**Task goal:**
Throughout the records below, find each line holding "alloy" and copy it.

= = = = = = =

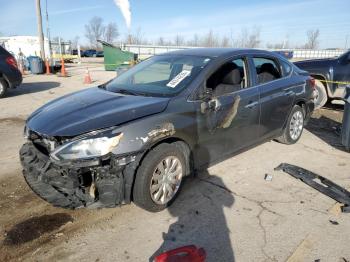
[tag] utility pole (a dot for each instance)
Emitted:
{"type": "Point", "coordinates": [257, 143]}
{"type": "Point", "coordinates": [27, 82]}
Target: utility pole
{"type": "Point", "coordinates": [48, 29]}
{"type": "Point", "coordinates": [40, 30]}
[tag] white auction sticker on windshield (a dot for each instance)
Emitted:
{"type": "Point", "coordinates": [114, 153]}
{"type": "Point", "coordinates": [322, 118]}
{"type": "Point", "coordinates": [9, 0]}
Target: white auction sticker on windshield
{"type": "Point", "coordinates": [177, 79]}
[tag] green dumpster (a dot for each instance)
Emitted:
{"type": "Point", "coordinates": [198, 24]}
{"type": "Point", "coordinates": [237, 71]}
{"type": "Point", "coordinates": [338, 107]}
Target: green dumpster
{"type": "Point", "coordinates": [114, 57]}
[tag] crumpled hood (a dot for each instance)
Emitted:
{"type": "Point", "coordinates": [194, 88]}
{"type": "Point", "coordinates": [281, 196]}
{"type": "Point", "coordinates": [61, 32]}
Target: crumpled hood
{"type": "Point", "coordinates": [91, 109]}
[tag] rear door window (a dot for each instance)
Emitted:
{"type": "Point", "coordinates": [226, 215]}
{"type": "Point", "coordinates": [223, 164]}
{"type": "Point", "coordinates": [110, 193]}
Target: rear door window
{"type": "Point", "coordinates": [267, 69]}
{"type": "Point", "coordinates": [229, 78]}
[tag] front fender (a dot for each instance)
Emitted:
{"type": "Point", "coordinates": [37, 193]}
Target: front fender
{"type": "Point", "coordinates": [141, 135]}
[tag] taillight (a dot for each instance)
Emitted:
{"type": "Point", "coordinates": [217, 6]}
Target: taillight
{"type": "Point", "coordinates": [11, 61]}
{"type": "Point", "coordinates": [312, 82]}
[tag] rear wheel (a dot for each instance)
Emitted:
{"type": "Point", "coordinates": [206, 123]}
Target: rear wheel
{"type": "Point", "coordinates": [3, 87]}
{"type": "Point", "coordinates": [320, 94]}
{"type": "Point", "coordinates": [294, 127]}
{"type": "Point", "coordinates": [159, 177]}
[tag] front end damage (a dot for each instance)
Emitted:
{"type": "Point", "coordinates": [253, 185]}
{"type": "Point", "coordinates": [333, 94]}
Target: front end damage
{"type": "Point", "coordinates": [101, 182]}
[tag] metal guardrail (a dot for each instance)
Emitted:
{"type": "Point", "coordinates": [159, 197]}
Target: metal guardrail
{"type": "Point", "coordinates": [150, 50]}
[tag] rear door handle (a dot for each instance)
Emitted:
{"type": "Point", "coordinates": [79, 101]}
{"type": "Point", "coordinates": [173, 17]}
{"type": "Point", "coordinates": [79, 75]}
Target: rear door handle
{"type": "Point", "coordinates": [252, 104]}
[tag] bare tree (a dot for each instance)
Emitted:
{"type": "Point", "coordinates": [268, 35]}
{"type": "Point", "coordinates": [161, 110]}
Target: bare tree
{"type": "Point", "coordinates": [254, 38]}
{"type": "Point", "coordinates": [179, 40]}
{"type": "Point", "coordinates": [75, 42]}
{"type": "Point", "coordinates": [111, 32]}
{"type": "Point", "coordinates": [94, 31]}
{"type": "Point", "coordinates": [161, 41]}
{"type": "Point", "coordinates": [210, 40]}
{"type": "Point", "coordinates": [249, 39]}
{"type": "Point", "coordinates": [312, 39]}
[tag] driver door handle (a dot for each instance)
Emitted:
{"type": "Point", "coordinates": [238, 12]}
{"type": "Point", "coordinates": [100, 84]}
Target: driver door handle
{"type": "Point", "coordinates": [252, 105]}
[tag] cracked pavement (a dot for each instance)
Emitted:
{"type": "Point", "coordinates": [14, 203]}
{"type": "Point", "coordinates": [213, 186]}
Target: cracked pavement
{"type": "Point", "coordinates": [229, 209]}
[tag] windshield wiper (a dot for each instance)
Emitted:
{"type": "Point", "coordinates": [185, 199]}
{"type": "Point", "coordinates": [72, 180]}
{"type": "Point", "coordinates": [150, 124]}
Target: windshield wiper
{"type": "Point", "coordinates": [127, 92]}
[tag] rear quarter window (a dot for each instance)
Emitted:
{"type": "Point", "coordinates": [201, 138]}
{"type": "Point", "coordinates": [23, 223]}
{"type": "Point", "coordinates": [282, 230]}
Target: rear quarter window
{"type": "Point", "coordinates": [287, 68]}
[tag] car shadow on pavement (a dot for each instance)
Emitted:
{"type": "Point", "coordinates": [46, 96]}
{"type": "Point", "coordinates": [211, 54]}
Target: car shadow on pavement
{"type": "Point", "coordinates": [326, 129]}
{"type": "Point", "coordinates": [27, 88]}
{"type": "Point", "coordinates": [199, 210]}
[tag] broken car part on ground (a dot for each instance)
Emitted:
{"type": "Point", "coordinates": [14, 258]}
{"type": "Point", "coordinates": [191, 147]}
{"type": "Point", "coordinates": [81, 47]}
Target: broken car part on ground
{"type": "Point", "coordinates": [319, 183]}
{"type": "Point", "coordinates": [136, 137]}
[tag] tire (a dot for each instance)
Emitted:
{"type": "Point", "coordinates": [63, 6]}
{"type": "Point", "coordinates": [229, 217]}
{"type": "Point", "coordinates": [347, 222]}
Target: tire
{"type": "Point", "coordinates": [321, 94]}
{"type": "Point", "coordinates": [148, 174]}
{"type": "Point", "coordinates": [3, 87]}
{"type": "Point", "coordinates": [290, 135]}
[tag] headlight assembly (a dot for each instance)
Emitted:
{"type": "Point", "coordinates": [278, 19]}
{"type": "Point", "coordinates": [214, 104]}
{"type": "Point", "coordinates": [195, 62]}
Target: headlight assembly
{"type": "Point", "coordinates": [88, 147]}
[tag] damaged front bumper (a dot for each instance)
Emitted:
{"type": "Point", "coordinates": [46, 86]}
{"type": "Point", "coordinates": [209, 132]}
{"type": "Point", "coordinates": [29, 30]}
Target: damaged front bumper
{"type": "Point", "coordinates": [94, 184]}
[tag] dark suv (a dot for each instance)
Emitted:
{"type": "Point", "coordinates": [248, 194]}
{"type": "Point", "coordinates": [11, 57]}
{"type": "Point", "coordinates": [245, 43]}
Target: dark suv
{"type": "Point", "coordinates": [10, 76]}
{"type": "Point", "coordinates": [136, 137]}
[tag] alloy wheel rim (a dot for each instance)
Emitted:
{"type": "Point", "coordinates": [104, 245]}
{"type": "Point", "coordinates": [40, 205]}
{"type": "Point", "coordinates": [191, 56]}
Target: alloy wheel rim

= = = = = = =

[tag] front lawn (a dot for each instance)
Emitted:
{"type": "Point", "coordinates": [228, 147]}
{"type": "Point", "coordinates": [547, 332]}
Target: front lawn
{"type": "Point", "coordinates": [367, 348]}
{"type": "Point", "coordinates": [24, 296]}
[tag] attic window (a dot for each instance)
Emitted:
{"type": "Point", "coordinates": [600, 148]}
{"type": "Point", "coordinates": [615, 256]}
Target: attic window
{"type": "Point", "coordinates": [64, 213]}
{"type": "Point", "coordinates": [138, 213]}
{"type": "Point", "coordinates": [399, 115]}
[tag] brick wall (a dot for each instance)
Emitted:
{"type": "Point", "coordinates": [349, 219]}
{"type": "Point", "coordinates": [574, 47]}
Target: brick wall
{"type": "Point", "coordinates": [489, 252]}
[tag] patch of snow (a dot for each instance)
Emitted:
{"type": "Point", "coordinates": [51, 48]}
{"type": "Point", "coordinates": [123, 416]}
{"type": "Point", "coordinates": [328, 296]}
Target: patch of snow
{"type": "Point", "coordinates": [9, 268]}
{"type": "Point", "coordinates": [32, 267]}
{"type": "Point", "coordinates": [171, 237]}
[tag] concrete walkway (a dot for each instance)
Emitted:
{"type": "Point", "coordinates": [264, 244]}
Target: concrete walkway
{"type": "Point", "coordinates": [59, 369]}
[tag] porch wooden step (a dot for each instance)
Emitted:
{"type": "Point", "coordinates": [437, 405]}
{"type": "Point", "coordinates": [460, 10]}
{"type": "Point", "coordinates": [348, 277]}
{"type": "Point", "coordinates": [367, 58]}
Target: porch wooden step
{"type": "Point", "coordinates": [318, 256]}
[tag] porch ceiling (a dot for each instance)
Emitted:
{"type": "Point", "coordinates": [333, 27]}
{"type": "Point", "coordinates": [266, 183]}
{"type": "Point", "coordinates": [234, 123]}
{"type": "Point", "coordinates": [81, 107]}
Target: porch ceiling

= = = = = = =

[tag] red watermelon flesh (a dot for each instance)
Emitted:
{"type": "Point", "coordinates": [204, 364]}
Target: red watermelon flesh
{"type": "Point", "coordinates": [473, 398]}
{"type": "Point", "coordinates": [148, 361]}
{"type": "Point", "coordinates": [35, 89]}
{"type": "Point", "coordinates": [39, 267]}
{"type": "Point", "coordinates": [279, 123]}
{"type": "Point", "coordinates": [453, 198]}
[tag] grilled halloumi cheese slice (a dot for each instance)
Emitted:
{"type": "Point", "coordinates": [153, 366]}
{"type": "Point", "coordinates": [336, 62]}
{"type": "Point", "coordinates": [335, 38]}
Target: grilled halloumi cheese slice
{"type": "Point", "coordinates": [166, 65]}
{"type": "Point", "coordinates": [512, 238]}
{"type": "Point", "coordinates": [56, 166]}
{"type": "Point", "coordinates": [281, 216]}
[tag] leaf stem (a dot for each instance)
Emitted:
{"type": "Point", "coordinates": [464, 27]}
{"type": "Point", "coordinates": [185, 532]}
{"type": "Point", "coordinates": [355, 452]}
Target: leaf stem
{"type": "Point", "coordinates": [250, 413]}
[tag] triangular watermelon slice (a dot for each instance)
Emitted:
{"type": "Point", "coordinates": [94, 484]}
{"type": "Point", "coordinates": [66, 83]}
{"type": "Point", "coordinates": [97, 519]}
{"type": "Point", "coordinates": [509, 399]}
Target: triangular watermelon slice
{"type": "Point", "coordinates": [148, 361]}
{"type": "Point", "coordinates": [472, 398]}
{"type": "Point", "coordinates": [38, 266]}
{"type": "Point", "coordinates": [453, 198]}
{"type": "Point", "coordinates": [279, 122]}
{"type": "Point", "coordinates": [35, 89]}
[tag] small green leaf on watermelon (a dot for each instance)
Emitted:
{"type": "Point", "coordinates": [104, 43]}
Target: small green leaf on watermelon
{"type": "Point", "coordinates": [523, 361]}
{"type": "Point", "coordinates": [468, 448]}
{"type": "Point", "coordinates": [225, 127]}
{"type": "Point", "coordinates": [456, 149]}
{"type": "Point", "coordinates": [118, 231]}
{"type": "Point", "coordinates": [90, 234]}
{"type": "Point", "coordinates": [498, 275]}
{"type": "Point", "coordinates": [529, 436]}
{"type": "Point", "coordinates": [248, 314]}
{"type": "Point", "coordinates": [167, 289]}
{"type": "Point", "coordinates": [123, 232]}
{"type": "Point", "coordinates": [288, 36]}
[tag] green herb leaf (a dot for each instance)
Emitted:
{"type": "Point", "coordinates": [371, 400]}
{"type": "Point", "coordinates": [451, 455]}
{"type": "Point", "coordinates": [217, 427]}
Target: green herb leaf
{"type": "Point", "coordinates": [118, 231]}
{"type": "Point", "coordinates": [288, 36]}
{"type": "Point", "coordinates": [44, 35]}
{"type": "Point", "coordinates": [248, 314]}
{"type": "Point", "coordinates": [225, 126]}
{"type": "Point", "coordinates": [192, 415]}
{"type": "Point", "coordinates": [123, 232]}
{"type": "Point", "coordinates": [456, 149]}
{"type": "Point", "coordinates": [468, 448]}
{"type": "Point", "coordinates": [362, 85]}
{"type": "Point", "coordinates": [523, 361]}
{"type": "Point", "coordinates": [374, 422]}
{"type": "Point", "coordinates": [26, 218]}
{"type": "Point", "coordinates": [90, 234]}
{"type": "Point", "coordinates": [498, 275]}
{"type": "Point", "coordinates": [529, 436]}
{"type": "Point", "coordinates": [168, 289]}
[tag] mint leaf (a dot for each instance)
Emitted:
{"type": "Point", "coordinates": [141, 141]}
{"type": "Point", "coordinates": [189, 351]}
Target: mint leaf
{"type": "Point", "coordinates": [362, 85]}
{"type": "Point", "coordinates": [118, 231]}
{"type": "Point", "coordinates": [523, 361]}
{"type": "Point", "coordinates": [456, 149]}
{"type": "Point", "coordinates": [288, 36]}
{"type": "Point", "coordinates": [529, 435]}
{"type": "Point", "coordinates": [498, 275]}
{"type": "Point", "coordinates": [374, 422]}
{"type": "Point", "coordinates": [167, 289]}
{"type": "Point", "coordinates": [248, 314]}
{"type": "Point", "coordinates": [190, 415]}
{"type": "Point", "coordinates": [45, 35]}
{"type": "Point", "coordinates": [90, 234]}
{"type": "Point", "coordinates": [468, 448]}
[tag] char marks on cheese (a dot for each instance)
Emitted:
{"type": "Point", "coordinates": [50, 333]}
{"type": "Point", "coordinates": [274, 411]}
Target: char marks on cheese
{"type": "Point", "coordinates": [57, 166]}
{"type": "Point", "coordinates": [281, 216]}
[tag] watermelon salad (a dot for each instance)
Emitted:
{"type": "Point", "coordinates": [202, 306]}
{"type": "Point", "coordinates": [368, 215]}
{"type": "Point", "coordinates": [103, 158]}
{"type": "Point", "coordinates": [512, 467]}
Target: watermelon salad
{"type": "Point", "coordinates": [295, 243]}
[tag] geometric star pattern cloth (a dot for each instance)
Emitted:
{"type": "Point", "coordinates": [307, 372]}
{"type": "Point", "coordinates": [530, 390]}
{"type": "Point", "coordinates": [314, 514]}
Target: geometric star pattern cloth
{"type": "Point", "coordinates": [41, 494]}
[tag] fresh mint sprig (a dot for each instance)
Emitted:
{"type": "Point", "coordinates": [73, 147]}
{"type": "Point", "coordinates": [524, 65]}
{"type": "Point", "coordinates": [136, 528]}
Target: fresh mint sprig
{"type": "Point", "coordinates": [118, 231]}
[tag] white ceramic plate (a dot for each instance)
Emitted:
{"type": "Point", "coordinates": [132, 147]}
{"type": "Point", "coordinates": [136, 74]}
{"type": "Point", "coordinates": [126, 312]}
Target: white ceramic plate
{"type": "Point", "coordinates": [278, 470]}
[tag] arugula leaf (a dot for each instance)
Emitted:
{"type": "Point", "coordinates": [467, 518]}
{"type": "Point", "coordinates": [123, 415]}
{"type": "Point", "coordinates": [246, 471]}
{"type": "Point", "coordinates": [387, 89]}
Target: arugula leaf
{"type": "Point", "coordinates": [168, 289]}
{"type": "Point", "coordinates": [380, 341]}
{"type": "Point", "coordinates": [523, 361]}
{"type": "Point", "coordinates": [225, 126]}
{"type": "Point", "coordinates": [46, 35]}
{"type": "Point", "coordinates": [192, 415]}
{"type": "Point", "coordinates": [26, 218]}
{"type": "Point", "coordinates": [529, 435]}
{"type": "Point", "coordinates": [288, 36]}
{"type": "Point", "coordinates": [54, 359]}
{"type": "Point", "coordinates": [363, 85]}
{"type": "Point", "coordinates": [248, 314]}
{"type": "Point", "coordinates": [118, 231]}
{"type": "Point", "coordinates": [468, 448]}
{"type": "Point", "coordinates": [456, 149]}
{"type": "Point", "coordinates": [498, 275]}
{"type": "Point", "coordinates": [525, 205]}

= = = = = = =

**Solution to this exercise:**
[tag] alloy wheel rim (a dot for each instance)
Target: alloy wheel rim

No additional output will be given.